● STATED GOAL A:
Duplicate all of the rows that come after the post, keeping every line word for word.

☆ ☆ ☆

Would that I could sleep through hangovers but the headache wakes me up before dawn and reminds me that I should rise and go drink the entirety of the closest freshwater lake.
The upshot is I get to be sitting on my porch with no one around, shouting the first planetary day/hour prayer of the year at the world -albeit in a bleary-eyed state. (Which suits this Tuesday in particular, if you stop to think about it.)
Then I get to make some coffee and think about the new year. Well, kinda. I think about 2019, anyway. I stand by this awesome and hilarious tweet:
The real new year happened when Jupiter entered Sagittarius.
Y'all are just gonna be paying uber surge prices for the heck of it.
— Gordon White (@gordon_white) December 31, 2018
Oh, Twitter. Anyone would think the world was ending. I mean, it is, but so what? Here are 99 good things that happened in 2018 as well. One of the tiniest, least useful achievements I am quietly proud of from last year is wringing the last few drops of joy out of Twitter before we probably all have to abandon it sometime in 2020. This is achieved by judicious use of the mute button and gradually shaping my feed away from shrill, centrist warmongering and in the general direction of fun.
I'm sure you're all thinking about how much time you spend digitally on various platforms at this time of year -if not, you should be- but there are still ways and means to make them improve your life more than they harm it. If we aren't sources of joy, then who is going to be? Face the future in the style of this two-year-old tweet that somehow seems culturally prescient.

☆ ☆ ☆

● STATED GOAL B:
Set down the stretch of the post above starting at "The upshot is" and ending at "Jupiter entered Sagittarius.", copying it word for word.

● Pointing entries for labeled objects:
☆ ☆ ☆

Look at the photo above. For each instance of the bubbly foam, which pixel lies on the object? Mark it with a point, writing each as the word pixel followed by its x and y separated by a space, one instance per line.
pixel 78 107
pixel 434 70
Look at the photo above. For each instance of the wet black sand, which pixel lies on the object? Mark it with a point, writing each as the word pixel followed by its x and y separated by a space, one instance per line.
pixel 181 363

☆ ☆ ☆

● EXERCISE RESPONSE A:
Look at the photo above. For each instance of the bubbly foam, which pixel lies on the object? Mark it with a point, writing each as the word pixel followed by its x and y separated by a space, one instance per line.
pixel 78 107
pixel 434 70
Look at the photo above. For each instance of the wet black sand, which pixel lies on the object? Mark it with a point, writing each as the word pixel followed by its x and y separated by a space, one instance per line.
pixel 181 363

● EXERCISE RESPONSE B:
The upshot is I get to be sitting on my porch with no one around, shouting the first planetary day/hour prayer of the year at the world -albeit in a bleary-eyed state. (Which suits this Tuesday in particular, if you stop to think about it.)
Then I get to make some coffee and think about the new year. Well, kinda. I think about 2019, anyway. I stand by this awesome and hilarious tweet:
The real new year happened when Jupiter entered Sagittarius.